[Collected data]
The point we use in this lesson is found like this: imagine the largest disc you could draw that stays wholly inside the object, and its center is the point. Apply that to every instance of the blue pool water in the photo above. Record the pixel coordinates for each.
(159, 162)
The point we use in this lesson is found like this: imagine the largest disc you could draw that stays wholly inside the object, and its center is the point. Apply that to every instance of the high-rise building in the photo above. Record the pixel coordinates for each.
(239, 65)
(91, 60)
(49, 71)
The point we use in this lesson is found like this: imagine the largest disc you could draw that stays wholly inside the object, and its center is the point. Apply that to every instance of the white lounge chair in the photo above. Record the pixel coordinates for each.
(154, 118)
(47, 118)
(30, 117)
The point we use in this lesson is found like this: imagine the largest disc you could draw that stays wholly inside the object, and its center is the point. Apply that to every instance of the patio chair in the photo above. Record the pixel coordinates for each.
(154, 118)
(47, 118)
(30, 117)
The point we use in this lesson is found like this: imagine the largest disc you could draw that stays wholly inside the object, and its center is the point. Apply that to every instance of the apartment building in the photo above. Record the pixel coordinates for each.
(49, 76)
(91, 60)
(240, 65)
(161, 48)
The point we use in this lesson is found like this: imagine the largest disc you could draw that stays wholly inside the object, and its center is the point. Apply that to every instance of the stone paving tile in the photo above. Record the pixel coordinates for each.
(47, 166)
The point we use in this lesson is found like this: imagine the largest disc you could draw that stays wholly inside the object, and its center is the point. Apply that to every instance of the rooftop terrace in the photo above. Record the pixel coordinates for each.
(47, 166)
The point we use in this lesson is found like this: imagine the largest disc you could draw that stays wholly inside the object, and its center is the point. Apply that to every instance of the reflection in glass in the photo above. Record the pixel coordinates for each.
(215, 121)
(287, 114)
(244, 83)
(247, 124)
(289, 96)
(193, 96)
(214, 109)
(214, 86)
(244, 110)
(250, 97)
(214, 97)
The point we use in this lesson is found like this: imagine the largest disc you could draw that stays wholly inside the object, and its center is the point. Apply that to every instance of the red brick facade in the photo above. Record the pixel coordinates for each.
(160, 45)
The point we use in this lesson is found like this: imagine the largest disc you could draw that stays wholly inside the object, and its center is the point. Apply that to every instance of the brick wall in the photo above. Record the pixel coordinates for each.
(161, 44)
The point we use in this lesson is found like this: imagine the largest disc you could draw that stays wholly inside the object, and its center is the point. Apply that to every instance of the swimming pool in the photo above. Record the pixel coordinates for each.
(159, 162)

Exercise details: Please retype the records above starting with the line that contains "the red brick" and stopping after the last line, changing nothing.

Task answer:
The point we use in this lesson is found like this: imagine the largest disc you could draw that stays wholly inside the object, and its center is the point. Apply that to every instance of the red brick facade in the photo above. Record the pixel coordinates for each.
(160, 45)
The point we use in this lesson is found like this: imagine the largest disc you could draw that stays wholly inside the object, and its center is the point. Apply that to every instance of the brick wall in the photo above. Record the pixel coordinates for each.
(161, 44)
The point we use in this lesson is found like this: imagine the largest disc you could draw that stays wholly inside the object, and its center is the point. Apply that to every instance of the swimming pool in the photo above. Record the pixel coordinates for each.
(159, 162)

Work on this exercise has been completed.